— Instructions for the task —
Write out the listing below again, swapping "mark one point per instance" for "place a single point on each instance" wherever it appears and keeping everything else the same. Omit the pictures from your answer.

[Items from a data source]
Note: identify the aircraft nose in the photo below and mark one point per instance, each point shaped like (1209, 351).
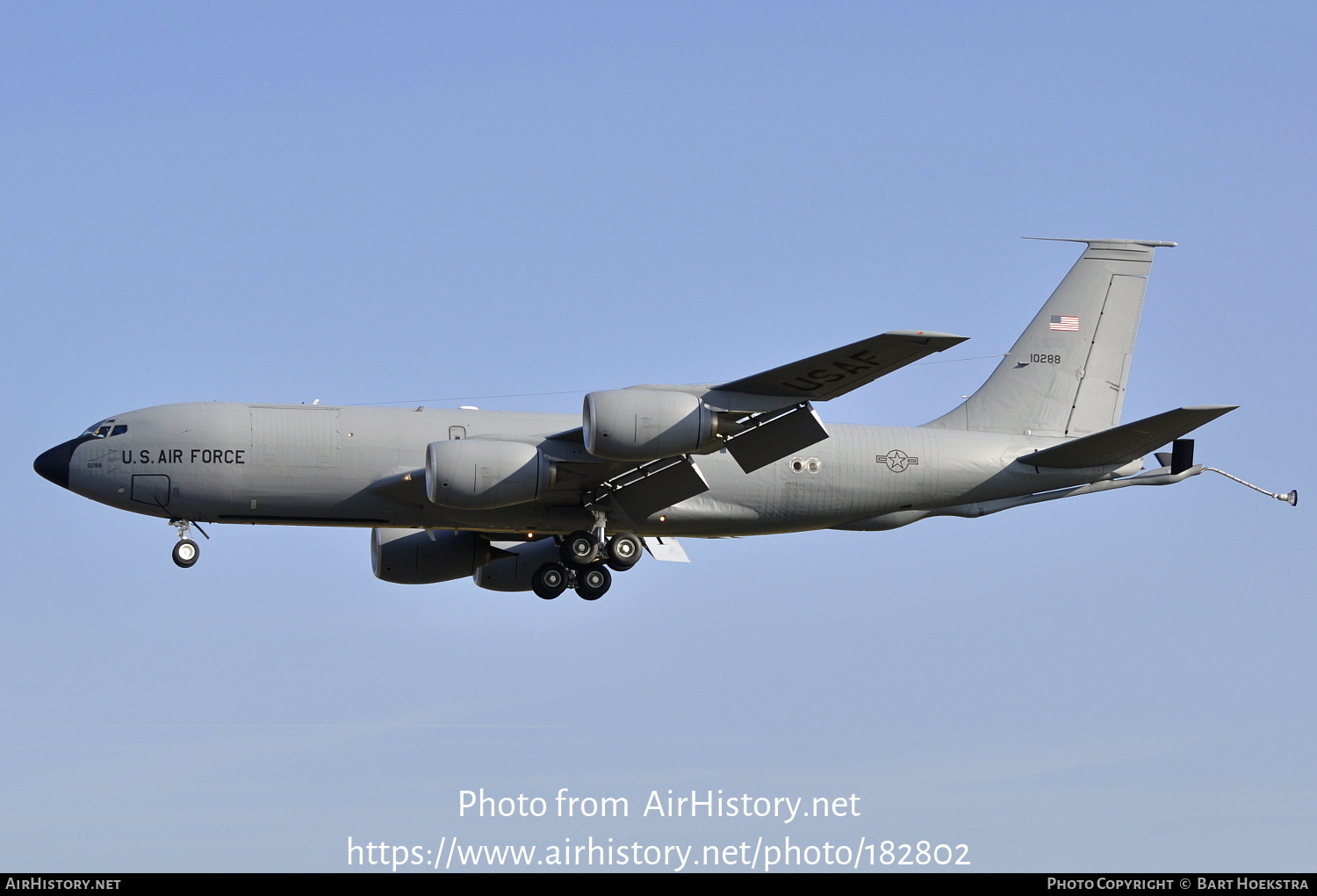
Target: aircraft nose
(53, 464)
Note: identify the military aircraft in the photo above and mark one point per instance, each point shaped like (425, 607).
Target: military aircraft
(543, 501)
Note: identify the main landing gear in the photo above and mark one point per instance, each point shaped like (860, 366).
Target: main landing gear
(587, 559)
(186, 551)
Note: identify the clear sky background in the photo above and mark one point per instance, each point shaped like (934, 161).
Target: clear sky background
(431, 202)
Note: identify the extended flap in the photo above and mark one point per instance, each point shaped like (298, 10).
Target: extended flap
(655, 485)
(776, 437)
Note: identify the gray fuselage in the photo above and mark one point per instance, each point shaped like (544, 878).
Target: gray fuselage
(340, 466)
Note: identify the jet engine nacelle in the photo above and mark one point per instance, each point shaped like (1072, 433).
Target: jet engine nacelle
(644, 424)
(479, 474)
(514, 572)
(411, 558)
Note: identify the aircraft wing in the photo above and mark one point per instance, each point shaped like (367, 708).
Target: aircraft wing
(840, 370)
(1126, 442)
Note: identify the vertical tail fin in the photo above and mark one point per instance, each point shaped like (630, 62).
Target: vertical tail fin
(1066, 374)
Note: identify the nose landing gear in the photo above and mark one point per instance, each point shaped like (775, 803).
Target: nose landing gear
(186, 551)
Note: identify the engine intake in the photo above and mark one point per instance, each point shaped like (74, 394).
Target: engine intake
(479, 474)
(411, 558)
(644, 424)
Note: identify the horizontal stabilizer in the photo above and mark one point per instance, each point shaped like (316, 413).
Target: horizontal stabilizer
(1127, 442)
(776, 437)
(837, 373)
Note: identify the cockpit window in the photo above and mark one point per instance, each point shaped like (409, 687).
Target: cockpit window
(105, 428)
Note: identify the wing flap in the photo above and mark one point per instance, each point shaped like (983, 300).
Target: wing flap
(655, 485)
(777, 437)
(840, 370)
(1126, 442)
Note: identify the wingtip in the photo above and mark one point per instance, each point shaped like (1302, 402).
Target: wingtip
(1151, 244)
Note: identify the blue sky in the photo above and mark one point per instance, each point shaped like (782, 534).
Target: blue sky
(432, 202)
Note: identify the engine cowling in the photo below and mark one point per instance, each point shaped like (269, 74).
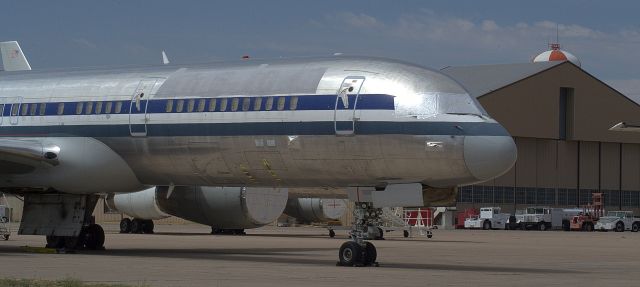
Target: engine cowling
(219, 207)
(316, 209)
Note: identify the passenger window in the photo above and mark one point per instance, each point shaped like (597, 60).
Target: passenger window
(212, 105)
(223, 104)
(246, 103)
(179, 106)
(15, 108)
(201, 103)
(234, 104)
(34, 109)
(269, 104)
(169, 107)
(257, 103)
(281, 101)
(191, 104)
(88, 108)
(25, 109)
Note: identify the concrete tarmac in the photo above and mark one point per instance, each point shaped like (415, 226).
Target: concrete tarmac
(186, 255)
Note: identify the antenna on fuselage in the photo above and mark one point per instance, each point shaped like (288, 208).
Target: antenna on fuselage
(165, 59)
(12, 57)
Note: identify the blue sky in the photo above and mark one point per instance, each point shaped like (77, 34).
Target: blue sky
(605, 35)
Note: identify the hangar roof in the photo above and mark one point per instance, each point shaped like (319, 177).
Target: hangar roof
(483, 79)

— Expected output —
Note: identify the aircraft nose in the photo below and place a single point on each instance, each point shaped like (1209, 351).
Target: aircraft nose
(53, 464)
Note: identify the military aircraft in the photo above and place a single point on each instance, each point shaped like (425, 607).
Target: military aircraft
(543, 501)
Note: identify the main landing gear in the photo above and place a single point on each instance, each point shaped like (860, 366).
Target: main landing gear
(587, 559)
(186, 551)
Note: identify the clear sky background in the photo above and place a single point on each instance, each point shaped like (934, 161).
Target: clear sky background
(431, 202)
Note: identify the extended flap in the photo above and place a single point on each instance, each point shaped like (298, 10).
Target: extended flap
(655, 485)
(776, 437)
Note: identify the gray fuselage in the photo above and place a single point on each instance, each point shaped like (544, 878).
Target: gray fuselage
(340, 466)
Note: identify the jet engine nacelle in the photo above and place a single point on each instance, each point shaped like (1072, 433).
Target: jet engine nacelle
(644, 424)
(479, 474)
(514, 572)
(411, 558)
Note: identify the aircraft wing in the photo above and place a single point on each instance, each point shaped like (367, 708).
Target: aircraft wing
(840, 370)
(1126, 442)
Note: identify the vertical tail fin in the photo above and place a single point on each instance, each point shaped like (630, 62).
Target: vertical tail fin
(1066, 374)
Note: identify the nose landing gear in the photo above and place a single point on each instance, each point shaped like (775, 803).
Target: nose landing gear
(186, 551)
Note: identify the engine intake in the photo above and place a single point on each instance, each point shaped like (74, 394).
Target: engine intake
(479, 474)
(411, 558)
(644, 424)
Note: identify the horizontal stabilizer in the photo above and place a single point on each instance, each point shaped like (316, 413).
Target: horizontal stabilizer
(1127, 442)
(776, 437)
(837, 373)
Note: identify the cockpit window in the photo above and place a single point on each instance, each point shaped like (409, 687).
Target: cockpit window
(105, 428)
Note: identify the wing flap in the photo above and place a single point on each instance, each point shaped like (983, 300).
Target: wing flap
(655, 485)
(777, 437)
(840, 370)
(1126, 442)
Note: identify the wingtip in the photo above and place a single point on each instance, each point shaped like (1302, 402).
Target: wingtip
(1151, 244)
Note: identify the blue sky in the photo above and place a single point on each instance, each point shaped like (782, 534).
Target: blue sky
(432, 202)
Note: identify the engine cowling in the photo below and place a single point on each instance, each point shaped like (269, 74).
Target: engine cowling
(219, 207)
(316, 209)
Note: identify the passenger window in the photo above and place a single point on each instance, each point shaped like (597, 60).
Target: passenger window
(212, 105)
(223, 104)
(246, 103)
(179, 106)
(15, 108)
(201, 103)
(234, 104)
(34, 109)
(269, 104)
(169, 107)
(257, 103)
(281, 101)
(191, 104)
(88, 108)
(25, 109)
Note: identify the concrete tarmac in the photo above and place a single point on each instance, each point shaped like (415, 226).
Target: concrete tarmac
(186, 255)
Note: identify the antenna on fuselage in the photo above and place a single point on each instance, each point shaped like (288, 208).
Target: antenna on fuselage
(165, 59)
(12, 57)
Note: identify the blue sky in the photo above and place a single point on each instance, each point shaped like (77, 34).
Target: blue sky
(605, 35)
Note: identify the hangar roof in the photo above and place a single point on each instance, each point shaped like (319, 177).
Target: hangar roof
(483, 79)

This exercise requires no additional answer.